The problem
Please report how many lines in the dataset excerpt below contain the word "wooden", giving only the number.

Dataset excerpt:
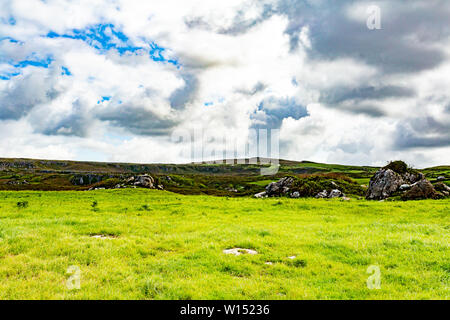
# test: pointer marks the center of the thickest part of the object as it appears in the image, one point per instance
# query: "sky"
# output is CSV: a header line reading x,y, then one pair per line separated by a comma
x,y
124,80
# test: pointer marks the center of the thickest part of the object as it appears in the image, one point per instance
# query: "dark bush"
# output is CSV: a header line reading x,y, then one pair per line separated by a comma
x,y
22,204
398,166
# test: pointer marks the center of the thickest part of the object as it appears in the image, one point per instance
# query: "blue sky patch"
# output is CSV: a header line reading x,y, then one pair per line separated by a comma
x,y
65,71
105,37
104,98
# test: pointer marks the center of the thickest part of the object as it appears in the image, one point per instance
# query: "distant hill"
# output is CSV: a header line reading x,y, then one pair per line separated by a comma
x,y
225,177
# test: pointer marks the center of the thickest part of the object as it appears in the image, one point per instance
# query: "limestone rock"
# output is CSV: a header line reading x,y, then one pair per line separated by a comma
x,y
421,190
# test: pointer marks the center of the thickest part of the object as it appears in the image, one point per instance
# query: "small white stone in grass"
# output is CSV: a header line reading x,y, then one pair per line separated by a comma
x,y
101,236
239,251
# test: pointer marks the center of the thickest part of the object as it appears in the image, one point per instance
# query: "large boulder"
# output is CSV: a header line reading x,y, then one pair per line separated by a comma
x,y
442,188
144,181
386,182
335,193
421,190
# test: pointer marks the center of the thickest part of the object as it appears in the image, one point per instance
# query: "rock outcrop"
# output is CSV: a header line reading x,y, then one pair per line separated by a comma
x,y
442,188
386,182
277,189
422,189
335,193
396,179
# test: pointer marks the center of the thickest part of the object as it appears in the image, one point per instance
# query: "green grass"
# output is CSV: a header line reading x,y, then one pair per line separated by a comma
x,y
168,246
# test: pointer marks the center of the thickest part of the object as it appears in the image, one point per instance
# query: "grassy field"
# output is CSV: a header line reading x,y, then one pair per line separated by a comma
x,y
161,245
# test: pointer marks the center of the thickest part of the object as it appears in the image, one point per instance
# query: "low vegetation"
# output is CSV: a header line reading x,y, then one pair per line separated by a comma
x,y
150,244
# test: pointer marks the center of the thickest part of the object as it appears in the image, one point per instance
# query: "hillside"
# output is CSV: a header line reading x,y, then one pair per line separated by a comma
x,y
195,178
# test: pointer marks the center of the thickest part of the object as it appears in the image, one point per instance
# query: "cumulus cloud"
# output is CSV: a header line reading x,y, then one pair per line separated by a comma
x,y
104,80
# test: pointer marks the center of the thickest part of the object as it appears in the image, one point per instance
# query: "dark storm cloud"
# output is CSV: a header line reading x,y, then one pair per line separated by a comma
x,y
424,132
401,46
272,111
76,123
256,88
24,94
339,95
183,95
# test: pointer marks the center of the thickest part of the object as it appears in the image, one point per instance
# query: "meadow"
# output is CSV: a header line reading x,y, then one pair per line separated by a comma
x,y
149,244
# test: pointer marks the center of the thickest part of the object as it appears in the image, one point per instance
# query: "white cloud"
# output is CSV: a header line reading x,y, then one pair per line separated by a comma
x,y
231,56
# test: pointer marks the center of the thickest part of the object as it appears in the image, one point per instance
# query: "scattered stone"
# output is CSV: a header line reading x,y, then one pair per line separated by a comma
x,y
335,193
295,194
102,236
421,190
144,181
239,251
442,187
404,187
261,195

==

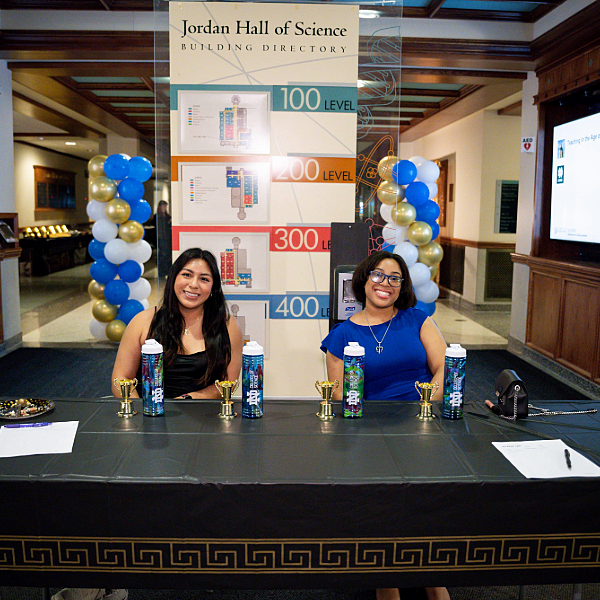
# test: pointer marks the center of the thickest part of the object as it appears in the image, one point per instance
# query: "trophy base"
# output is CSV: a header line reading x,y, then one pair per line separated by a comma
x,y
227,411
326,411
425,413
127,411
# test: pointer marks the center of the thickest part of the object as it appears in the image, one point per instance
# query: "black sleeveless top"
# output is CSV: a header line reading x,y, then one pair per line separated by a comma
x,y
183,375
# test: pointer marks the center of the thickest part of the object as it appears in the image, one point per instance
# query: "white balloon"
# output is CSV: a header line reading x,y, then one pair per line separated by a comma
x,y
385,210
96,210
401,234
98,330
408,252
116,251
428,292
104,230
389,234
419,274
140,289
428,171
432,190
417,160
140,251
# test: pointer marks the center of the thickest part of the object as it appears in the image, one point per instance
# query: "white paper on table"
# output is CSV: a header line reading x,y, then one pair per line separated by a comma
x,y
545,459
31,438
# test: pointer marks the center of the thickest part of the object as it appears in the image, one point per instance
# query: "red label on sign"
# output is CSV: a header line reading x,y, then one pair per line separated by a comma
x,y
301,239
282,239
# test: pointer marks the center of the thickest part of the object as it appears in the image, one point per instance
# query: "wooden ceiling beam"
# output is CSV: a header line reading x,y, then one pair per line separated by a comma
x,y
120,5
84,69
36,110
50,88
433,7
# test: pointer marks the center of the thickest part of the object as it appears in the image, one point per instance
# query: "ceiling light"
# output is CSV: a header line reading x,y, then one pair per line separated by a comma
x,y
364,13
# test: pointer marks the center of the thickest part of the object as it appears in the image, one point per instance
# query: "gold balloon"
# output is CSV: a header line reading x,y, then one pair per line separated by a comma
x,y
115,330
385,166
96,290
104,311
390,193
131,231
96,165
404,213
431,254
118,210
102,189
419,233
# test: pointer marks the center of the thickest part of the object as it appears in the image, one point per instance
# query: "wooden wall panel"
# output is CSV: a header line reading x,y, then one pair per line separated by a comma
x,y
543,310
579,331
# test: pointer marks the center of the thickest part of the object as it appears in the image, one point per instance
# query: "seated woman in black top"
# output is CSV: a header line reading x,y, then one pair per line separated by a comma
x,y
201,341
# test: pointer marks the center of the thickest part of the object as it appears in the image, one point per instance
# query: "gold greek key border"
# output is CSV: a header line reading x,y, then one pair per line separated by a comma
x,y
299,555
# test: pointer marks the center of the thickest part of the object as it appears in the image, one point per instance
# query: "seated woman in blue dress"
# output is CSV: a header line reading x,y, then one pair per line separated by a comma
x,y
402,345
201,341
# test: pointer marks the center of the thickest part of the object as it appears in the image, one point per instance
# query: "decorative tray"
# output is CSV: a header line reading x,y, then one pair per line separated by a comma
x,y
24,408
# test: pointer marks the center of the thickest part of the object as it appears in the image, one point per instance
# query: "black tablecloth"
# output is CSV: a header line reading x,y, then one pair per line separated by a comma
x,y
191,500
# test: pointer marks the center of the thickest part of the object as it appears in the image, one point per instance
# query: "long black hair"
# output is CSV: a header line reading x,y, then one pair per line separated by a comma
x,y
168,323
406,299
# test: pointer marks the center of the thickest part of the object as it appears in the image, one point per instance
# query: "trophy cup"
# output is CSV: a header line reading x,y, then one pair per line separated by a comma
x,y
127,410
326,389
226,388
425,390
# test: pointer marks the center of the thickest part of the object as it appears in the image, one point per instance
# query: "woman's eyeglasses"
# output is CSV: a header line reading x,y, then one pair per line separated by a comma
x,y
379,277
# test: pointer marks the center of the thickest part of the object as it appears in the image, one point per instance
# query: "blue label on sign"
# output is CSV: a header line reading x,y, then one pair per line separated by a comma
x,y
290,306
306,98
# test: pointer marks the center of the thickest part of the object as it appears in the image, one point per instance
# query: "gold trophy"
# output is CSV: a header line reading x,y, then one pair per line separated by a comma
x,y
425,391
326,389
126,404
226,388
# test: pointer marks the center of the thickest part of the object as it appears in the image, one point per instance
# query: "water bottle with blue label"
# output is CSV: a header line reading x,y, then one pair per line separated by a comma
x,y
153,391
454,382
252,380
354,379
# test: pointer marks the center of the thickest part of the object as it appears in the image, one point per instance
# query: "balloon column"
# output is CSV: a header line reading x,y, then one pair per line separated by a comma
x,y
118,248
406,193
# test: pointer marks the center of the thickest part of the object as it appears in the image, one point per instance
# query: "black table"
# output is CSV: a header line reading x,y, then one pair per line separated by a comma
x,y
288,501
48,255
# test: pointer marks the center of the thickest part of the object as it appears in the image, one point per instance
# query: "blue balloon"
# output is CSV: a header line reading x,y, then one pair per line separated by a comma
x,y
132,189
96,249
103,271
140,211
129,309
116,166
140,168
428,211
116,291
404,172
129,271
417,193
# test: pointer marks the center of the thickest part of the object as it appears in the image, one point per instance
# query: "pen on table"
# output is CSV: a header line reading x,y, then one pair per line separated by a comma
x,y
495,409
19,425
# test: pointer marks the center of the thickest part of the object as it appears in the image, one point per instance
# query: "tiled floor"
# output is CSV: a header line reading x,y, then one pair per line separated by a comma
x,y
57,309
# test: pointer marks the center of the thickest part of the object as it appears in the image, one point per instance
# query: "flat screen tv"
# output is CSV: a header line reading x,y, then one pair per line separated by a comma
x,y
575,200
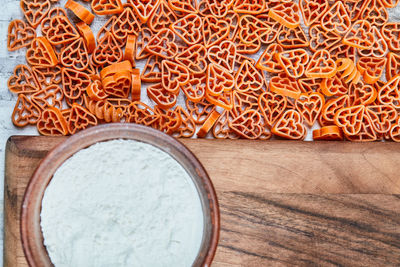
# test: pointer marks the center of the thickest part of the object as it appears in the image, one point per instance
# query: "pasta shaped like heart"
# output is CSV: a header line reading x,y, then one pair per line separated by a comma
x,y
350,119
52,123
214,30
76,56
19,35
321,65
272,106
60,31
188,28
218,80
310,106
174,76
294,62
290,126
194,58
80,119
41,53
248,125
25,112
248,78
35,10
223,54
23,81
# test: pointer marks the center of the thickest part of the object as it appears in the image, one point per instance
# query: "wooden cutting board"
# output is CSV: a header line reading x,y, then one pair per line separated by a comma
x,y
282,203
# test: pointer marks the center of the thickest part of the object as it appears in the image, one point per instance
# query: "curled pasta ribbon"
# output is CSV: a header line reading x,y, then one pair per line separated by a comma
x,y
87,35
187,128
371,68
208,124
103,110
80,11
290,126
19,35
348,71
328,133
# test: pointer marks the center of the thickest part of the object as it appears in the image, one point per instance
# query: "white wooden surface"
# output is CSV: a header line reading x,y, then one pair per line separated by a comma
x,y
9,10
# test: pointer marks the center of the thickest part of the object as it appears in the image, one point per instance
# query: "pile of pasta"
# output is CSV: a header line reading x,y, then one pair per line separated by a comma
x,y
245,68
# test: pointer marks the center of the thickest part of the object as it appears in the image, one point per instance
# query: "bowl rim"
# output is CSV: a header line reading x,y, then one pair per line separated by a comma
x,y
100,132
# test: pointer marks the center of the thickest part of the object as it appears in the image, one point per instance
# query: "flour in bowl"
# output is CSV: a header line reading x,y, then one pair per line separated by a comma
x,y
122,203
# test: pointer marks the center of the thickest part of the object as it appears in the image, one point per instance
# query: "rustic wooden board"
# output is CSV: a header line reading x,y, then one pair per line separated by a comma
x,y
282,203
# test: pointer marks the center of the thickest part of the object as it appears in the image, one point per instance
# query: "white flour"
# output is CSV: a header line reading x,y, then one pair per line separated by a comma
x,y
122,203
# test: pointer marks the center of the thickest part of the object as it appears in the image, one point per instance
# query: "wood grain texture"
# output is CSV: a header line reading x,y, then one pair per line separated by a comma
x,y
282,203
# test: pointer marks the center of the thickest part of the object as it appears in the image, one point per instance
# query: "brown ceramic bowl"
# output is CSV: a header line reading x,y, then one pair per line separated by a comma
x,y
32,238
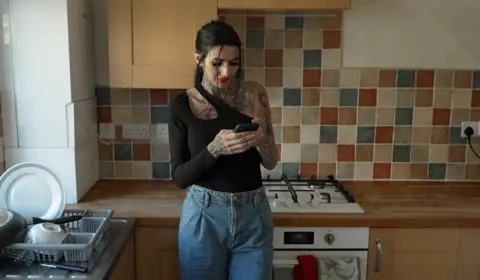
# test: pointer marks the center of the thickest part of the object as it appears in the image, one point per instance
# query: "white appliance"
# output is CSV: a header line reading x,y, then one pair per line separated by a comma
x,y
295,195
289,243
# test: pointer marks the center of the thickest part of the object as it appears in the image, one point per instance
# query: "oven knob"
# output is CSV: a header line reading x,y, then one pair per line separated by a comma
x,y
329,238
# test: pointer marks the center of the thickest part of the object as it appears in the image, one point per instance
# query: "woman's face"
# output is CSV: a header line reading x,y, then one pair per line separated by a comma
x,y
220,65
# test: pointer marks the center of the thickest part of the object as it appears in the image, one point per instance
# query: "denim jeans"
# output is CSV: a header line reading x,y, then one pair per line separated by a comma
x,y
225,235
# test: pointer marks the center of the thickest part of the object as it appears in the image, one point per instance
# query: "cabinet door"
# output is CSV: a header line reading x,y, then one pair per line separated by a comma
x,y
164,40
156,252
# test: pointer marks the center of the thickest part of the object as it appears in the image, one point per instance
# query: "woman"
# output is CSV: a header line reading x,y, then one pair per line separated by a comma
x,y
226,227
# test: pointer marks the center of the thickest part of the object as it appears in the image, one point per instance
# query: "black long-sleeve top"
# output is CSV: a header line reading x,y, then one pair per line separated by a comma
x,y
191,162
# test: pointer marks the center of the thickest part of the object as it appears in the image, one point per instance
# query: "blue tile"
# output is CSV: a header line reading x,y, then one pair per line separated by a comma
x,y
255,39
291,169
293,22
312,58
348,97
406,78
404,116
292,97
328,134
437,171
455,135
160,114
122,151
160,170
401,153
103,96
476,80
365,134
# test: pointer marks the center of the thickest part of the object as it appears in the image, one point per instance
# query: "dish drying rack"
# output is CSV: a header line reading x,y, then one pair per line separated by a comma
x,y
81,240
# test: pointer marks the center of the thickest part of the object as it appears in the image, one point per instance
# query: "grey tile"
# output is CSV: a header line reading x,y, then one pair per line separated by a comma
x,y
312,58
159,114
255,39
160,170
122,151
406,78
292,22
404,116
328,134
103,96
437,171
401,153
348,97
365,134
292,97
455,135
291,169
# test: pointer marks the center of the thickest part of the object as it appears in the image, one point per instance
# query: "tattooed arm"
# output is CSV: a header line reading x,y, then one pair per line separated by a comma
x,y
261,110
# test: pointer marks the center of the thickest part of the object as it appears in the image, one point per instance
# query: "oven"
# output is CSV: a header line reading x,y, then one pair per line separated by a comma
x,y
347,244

Response to the exercise
5